Situations I am powerless to change make me crazy. Like most “control freaks” (my children’s all-too-accurate accusation), I’m okay with life problems that are fixable; tell me the only way to solve X is to climb mountain Y, and I’ll pull on my hiking boots. But the problems that most frequently make their way onto this blog are of a different order.
I think I have a lot of company among the ordinary citizens of this country and world. Unlike the self-styled revolutionaries on the radical Right, who far too often think possession of an AR 15 makes them powerful, we see ourselves as well-meaning individuals with very limited abilities to effect social or political change–as small cogs in the machineries of our respective societies.
Some individuals, however, do exercise disproportionate power–and the ways in which they do so illuminate an important imperative– the need to dismantle global oligarchies. For every “nice” billionaire whose philanthropies the powerless applaud and encourage, a darker mogul is making the world a much worse place.
Rupert Murdock is a prime example. A while back, an essay by Thom Hartmann in Common Dreams enumerated the multiple ways in which Murdock has worked to destroy democracy worldwide. Here’s the lede:
What country in its right mind would allow a foreign entity to come into their country, set up a major propaganda operation, and then use it to so polarize that nation that its very government suffers a violent assault and its democracy finds itself at a crossroads?

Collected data
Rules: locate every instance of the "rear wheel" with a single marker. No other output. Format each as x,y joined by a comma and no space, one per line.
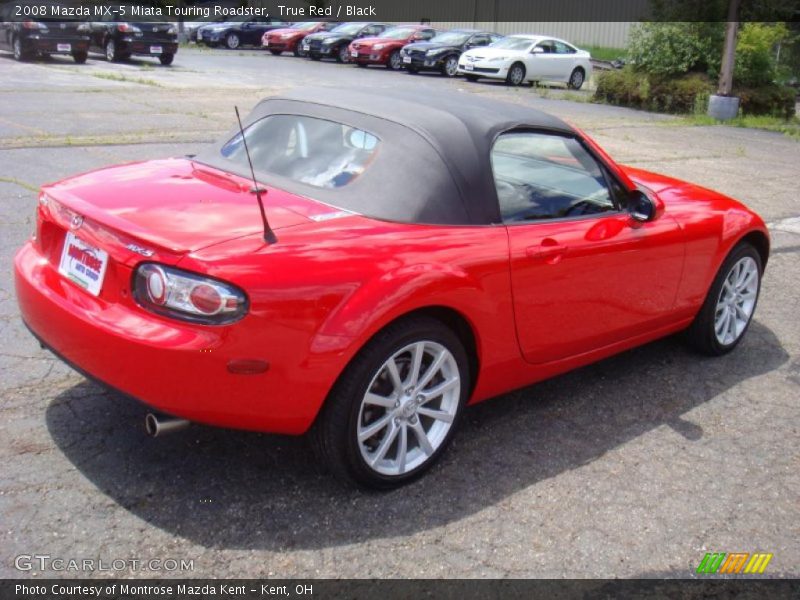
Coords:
576,79
232,41
450,66
19,52
516,74
112,52
395,62
397,405
729,306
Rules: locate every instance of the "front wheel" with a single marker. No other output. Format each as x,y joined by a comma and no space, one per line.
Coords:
450,66
232,41
729,306
516,74
576,79
396,407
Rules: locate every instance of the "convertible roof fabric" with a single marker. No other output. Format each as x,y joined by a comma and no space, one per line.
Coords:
433,163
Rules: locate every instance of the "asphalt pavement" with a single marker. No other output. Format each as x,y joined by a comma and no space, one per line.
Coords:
633,467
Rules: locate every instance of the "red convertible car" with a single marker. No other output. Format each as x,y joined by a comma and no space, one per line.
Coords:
416,260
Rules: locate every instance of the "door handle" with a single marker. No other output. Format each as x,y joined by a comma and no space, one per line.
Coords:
549,250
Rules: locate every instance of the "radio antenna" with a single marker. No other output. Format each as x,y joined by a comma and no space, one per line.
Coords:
269,235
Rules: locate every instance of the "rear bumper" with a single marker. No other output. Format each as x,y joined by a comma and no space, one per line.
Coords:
175,367
145,48
50,45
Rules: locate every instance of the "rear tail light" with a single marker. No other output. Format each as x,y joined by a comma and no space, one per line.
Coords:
187,296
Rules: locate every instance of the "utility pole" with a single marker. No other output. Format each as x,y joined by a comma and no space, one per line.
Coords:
723,106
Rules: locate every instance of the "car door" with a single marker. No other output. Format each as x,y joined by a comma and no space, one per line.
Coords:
541,61
584,274
564,59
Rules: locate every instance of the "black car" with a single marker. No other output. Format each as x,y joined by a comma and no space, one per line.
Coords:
246,31
119,40
334,43
442,52
39,37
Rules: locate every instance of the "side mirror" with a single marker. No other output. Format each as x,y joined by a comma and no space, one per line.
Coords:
643,208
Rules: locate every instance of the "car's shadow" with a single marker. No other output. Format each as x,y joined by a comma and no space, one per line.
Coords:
232,489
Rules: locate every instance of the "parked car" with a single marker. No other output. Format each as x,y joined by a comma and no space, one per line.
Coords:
528,58
246,31
384,49
374,306
442,52
289,40
335,43
42,37
119,40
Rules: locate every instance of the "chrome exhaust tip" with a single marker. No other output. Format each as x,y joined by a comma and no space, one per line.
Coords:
156,426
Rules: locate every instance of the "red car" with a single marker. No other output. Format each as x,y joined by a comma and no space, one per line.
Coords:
288,40
385,48
416,260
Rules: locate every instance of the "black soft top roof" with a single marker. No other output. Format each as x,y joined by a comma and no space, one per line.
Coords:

- Task 1:
In the post on powerlessness, who wrote the essay in Common Dreams about Murdock?
- Task 2:
What actions does the quoted lede in the post on powerlessness attribute to the foreign entity? List all of them.

- Worked solution 1:
Thom Hartmann

- Worked solution 2:
- Coming into the country
- Setting up a major propaganda operation
- Using it to polarize the nation